TASK >>
Copy every line of the entries, from the start through the line containing "top-left (556, 625), bottom-right (594, 648)", and change only the coordinates in the answers. Multiply each coordinate by 0.2 and round it to a whole number, with halves rounded up.

(begin)

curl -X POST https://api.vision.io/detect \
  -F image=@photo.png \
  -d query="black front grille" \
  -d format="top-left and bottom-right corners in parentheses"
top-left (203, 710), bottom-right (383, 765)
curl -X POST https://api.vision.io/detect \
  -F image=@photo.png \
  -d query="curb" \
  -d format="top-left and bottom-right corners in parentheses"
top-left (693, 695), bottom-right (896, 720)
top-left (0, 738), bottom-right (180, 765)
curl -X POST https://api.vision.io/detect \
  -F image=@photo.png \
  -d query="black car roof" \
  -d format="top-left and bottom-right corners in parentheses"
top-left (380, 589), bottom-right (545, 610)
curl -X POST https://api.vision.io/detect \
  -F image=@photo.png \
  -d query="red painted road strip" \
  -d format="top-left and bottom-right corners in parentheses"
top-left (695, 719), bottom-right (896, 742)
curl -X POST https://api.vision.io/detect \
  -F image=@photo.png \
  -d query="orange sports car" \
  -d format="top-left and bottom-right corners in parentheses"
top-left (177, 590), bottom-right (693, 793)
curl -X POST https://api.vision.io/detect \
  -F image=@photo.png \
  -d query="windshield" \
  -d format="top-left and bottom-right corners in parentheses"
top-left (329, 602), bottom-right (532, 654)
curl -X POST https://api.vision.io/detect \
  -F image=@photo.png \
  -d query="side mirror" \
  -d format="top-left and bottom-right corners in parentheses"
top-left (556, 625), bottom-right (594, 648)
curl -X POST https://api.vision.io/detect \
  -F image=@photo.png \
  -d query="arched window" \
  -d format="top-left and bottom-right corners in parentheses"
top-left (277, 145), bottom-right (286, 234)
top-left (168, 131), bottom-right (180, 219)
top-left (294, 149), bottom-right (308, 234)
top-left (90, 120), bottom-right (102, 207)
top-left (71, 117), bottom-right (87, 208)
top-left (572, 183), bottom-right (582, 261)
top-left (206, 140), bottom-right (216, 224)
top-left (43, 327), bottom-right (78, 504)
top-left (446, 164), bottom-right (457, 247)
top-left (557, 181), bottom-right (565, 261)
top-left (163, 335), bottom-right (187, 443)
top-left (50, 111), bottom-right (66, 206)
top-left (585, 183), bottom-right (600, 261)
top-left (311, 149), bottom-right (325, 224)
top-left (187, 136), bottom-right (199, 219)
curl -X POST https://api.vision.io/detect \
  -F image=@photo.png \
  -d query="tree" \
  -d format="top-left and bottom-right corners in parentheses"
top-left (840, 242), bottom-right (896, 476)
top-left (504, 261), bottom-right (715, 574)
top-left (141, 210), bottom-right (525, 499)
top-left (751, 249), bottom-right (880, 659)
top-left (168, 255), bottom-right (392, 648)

(end)

TASK OUTPUT >>
curl -X POST https://api.vision.io/detect \
  -F image=@photo.png \
  -d query="black front grille" \
  -d format="top-left and bottom-right corners in parentheses"
top-left (41, 142), bottom-right (77, 153)
curl -X POST https://api.vision.io/detect \
  -F image=@photo.png \
  -d query="curb" \
  -d format="top-left and bottom-right corners in parentheses"
top-left (139, 139), bottom-right (179, 144)
top-left (0, 148), bottom-right (36, 153)
curl -X POST https://api.vision.io/detect \
  -F image=@photo.png \
  -d query="black car roof" \
  -d format="top-left and bottom-right corners in parentheses"
top-left (76, 118), bottom-right (109, 122)
curl -X POST https://api.vision.io/detect \
  -F image=@photo.png \
  -d query="red painted road strip" \
  -d format="top-left and bottom-right corners in parentheses"
top-left (139, 144), bottom-right (179, 148)
curl -X POST https://api.vision.io/detect \
  -F image=@photo.png \
  -d query="orange sports car" \
  -d format="top-left and bottom-right corners in parentheses"
top-left (35, 118), bottom-right (139, 159)
curl -X POST https://api.vision.io/detect \
  -F image=@photo.png \
  -d query="windshield" \
  -d format="top-left and bottom-right corners in parentheses"
top-left (66, 120), bottom-right (106, 131)
curl -X POST https://api.vision.io/detect \
  -F image=@photo.png \
  -d query="side mirror" \
  -d format="top-left and bottom-right corners in parentheses"
top-left (111, 125), bottom-right (119, 130)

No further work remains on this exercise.